------ Supplied passage

Fedora Freedom and linux-libre

David Woodhouse dwmw2 at infradead.org
Mon Jun 16 07:31:37 UTC 2008


On Sun, 2008-06-15 at 19:26 -0500, Les Mikesell wrote:
> David Woodhouse wrote:
> > On Sun, 2008-06-15 at 17:13 -0500, Les Mikesell wrote:
> >> Do do have an exact definition of what is not permitted? 
> > 
> > I pasted a precise definition of 'collective work' already, didn't I?
> 
> That is unrelated to the question.

No, it is the answer to your question. You asked what is not permitted.

What's not permitted is distribution of a collective work including the
GPL'd Program, where the other independent and separate parts of that
work are not also available under the terms of the GPL.

> > It is a work in which a number of separate and independent works are
> > assembled into one work.
> > 
> > The very definition of 'collective work' is that it is an aggregation of
> > other independent and separate works.
> 
> And aggregations are explicitly permitted which makes that discussion 
> irrelevant.

------------

Problem details — Summarize the mailing-list message above in two sentences.

------ Excerpted records

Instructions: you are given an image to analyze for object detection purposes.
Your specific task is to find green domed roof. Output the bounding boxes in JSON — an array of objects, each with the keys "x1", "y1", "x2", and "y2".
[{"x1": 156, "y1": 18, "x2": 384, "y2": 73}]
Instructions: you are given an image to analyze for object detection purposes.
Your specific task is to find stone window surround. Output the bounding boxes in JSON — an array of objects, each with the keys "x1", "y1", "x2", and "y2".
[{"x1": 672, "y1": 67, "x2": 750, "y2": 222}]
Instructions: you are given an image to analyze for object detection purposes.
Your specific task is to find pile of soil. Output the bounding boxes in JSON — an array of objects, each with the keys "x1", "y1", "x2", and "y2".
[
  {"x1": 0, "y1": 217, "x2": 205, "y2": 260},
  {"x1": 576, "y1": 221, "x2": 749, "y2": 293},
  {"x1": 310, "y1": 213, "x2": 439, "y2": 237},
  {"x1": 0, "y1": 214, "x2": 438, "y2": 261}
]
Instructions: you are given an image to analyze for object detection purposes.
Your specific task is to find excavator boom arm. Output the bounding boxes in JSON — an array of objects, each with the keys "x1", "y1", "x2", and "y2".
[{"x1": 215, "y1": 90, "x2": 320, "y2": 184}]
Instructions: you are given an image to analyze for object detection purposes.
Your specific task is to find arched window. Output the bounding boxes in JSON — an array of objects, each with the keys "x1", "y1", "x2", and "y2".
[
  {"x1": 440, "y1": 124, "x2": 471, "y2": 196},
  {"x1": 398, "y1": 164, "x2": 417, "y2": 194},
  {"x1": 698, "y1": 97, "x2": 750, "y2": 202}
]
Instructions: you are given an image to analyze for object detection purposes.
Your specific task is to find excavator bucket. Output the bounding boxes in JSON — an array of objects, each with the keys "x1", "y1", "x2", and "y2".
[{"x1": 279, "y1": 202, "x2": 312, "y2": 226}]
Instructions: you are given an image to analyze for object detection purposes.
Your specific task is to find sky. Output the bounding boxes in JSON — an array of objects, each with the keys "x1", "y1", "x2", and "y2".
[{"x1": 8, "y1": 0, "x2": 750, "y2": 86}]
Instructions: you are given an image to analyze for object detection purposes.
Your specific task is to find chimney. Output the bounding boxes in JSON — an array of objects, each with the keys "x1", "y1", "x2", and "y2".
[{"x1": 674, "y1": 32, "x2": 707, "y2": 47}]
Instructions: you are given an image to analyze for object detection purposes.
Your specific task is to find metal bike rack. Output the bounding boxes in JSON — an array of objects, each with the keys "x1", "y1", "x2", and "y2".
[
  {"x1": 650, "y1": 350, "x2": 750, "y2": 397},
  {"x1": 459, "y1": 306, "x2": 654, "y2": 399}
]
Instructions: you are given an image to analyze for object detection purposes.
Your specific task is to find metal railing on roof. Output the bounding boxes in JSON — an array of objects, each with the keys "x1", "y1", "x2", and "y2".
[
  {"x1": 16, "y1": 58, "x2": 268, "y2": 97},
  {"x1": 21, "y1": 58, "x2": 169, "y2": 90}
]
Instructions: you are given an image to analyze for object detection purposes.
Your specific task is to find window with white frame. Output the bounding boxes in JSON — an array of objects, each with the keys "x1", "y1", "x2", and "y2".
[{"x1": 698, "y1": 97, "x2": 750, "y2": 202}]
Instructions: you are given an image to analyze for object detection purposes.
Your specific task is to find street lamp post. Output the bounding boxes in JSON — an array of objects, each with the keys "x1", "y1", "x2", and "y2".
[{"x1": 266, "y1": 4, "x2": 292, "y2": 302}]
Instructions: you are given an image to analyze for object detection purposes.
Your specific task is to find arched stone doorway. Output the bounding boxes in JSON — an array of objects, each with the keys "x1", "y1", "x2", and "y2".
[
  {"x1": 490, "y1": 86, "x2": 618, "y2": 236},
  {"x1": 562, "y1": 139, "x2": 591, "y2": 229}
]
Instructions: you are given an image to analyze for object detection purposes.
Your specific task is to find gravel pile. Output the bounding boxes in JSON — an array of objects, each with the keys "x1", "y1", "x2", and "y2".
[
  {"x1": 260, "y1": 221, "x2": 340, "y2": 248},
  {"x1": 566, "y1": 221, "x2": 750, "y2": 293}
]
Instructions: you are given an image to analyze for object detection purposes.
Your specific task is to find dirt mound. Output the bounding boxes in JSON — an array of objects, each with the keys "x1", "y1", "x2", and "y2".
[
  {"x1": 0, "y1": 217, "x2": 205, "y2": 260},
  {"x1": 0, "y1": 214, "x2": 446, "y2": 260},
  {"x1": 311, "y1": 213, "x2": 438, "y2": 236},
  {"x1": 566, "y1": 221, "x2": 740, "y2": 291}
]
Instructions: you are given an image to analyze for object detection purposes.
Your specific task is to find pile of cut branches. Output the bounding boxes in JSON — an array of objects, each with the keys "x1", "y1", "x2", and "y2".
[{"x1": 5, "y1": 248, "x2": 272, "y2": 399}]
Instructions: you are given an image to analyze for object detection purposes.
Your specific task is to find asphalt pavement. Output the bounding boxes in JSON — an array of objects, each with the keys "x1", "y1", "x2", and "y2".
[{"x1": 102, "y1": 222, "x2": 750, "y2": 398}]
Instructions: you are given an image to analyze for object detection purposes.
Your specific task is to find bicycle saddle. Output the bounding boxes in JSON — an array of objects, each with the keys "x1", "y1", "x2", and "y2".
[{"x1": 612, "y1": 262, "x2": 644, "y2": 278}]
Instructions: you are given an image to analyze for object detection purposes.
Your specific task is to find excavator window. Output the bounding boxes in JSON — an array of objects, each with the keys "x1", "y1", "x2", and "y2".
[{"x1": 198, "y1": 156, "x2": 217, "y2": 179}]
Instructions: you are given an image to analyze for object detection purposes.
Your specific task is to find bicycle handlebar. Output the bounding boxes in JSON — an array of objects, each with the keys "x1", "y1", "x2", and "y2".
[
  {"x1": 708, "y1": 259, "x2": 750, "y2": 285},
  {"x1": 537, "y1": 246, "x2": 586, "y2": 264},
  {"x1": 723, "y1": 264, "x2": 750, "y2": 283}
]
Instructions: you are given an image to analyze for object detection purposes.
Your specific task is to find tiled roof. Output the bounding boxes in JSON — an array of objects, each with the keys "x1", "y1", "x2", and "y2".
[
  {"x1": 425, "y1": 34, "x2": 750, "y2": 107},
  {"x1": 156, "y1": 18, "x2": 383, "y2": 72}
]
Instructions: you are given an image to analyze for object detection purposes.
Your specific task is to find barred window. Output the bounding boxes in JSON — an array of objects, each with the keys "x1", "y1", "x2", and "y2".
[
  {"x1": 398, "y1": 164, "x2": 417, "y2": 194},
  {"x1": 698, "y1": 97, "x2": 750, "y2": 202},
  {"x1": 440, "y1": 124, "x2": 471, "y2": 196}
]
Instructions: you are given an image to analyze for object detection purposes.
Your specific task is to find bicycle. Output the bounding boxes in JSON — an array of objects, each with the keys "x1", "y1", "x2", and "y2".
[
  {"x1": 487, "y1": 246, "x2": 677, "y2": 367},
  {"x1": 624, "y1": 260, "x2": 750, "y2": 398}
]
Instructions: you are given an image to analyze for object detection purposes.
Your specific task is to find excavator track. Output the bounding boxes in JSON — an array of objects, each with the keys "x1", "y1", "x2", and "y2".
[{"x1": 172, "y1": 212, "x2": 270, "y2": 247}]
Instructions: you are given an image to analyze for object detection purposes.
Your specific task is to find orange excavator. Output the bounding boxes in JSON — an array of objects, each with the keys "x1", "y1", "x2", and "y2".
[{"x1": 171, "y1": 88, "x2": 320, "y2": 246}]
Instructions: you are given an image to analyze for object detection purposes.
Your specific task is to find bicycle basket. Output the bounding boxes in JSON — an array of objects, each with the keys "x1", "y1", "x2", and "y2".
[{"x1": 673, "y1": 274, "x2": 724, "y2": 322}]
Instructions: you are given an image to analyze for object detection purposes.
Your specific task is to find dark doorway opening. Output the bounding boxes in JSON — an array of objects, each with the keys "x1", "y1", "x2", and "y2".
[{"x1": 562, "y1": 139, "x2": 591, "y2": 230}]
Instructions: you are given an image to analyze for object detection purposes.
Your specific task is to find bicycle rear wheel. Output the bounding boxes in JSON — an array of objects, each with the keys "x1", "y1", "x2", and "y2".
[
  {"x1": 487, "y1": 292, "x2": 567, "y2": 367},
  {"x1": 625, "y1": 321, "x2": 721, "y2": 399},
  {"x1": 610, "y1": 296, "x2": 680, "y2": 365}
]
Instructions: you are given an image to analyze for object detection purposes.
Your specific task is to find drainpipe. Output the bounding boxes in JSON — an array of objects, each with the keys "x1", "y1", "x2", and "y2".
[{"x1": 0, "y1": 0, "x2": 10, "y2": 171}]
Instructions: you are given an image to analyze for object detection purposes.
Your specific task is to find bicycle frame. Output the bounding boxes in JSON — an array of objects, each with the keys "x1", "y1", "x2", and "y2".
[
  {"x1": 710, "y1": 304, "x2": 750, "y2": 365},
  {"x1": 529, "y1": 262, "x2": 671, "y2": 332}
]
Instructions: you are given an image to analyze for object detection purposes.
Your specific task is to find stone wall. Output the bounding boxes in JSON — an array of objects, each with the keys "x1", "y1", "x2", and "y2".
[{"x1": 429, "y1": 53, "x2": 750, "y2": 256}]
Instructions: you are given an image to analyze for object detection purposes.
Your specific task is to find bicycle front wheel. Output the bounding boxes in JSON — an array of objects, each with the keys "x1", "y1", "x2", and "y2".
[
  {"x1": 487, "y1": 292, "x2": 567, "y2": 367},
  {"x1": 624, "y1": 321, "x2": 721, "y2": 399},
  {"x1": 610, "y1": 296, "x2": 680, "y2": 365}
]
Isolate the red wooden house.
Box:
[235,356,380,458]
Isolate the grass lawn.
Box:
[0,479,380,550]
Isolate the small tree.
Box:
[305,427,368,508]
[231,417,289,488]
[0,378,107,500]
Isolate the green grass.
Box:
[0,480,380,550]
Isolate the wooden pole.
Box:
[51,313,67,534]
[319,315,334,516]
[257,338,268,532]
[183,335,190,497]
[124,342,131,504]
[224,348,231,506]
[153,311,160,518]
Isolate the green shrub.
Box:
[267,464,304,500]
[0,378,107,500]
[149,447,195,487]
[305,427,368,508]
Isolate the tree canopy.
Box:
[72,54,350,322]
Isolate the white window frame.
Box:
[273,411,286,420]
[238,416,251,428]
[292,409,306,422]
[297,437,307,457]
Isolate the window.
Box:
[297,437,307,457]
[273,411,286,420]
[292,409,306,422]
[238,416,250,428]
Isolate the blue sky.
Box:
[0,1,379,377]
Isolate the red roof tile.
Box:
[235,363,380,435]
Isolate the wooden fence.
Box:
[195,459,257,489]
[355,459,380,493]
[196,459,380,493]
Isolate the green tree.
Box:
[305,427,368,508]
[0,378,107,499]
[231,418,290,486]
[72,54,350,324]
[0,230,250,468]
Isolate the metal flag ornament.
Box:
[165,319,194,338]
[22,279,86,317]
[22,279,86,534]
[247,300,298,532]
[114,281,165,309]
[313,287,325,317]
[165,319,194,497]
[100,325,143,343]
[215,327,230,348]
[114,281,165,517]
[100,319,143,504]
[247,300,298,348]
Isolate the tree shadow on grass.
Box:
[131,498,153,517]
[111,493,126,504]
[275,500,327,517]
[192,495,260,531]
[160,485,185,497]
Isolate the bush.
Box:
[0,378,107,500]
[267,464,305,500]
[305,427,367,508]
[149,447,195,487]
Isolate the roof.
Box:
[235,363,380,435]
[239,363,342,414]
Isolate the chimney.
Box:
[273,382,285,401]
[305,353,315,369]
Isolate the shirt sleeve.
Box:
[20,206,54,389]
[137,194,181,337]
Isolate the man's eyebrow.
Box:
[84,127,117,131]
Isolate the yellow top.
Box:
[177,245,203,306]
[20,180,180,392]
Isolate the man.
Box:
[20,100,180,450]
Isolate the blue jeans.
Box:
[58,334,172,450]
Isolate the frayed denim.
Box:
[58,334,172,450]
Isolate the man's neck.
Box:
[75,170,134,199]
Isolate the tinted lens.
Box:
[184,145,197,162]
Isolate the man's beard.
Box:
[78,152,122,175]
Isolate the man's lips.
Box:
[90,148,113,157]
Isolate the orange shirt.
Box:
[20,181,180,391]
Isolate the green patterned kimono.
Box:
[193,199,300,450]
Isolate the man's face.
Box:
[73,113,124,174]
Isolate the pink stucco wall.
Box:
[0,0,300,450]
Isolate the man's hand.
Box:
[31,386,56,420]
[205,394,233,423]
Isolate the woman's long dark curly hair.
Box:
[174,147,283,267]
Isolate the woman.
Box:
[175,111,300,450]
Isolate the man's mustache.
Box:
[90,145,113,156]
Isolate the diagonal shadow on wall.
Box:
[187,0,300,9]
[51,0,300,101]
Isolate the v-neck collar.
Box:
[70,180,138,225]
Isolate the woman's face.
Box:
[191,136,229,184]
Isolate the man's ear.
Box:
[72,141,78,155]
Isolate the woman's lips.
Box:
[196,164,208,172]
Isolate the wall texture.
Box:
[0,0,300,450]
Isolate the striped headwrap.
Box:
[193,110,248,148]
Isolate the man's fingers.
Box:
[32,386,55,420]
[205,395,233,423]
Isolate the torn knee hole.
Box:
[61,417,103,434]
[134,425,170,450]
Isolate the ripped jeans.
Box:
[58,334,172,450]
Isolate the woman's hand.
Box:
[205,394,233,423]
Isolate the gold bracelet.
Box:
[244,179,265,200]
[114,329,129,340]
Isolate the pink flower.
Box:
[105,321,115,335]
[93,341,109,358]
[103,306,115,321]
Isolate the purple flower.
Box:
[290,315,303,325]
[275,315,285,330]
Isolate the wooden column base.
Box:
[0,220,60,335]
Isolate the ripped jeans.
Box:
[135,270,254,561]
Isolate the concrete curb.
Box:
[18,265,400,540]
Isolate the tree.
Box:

------------

Solution for this exercise — Replying to Les Mikesell's request for an exact definition of what is not permitted, David Woodhouse says his earlier definition of a "collective work," a work in which separate and independent works are assembled into one, answers the question: distributing a collective work that includes the GPL'd Program is not permitted when its other independent and separate parts are not also available under the GPL. The quoted exchange also shows Mikesell's objection that aggregations are explicitly permitted, which in his view makes that discussion irrelevant.